We’ve been on a dead run for the past month! I haven’t had any time to write but I want to fit it all in. I’ve decided to split things up so this doesn’t break the record for longest blog post ever. Wednesday Oct. 4th, we went to an Octoberfest party outdoors. The weather was unseasonably warm (70’s) and we were able to attend in shorts. It was put on by a Lufthansa Cargo that hubby dealt with when he worked at O’Hare. He no longer sees them since moving to Midway. They were nice enough to invite us. I knew no one and hubby only knew a few people. He’s not shy and went up to all the tables asking who they were with and telling them who he was. There wasn’t a huge amount of people there anyway. It started at 4:30 pm but they told him to get there at 6 pm when they started serving food.

They served everything German like bratwurst, sauerkraut, coleslaw, pretzels, beer, etc. When you first get there, they put a wristband on you. We were given a large plastic beer glass and got it filled with Paulaner beer. It was delicious! It has been months and months and months since I had any type of alcoholic drink. Of course, I went overboard and had 4. Ugh. Starting out on an empty stomach is never a good idea. The only thing I regret more than drinking that much was putting on the flashlight on my iPhone to see the inside of the porta-potty. Yikes! We stayed until about 10 pm and we were one of the last ones there. People were either leaving early since they had to work the next day or because they were going out elsewhere after the party.

◆ **Source material**:
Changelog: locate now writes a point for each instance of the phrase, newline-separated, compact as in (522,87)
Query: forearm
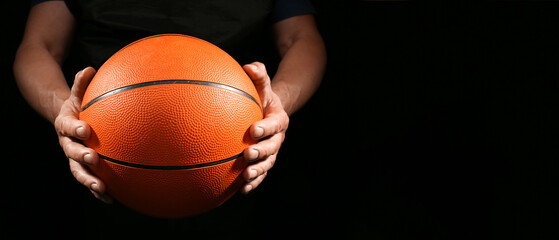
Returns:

◆ **Task instructions**: Could you update the passage of the Octoberfest party post between "They served everything" and "after the party.", inclusive, so that "Paulaner" reads "Spaten"?

◆ **Output of the task**:
They served everything German like bratwurst, sauerkraut, coleslaw, pretzels, beer, etc. When you first get there, they put a wristband on you. We were given a large plastic beer glass and got it filled with Spaten beer. It was delicious! It has been months and months and months since I had any type of alcoholic drink. Of course, I went overboard and had 4. Ugh. Starting out on an empty stomach is never a good idea. The only thing I regret more than drinking that much was putting on the flashlight on my iPhone to see the inside of the porta-potty. Yikes! We stayed until about 10 pm and we were one of the last ones there. People were either leaving early since they had to work the next day or because they were going out elsewhere after the party.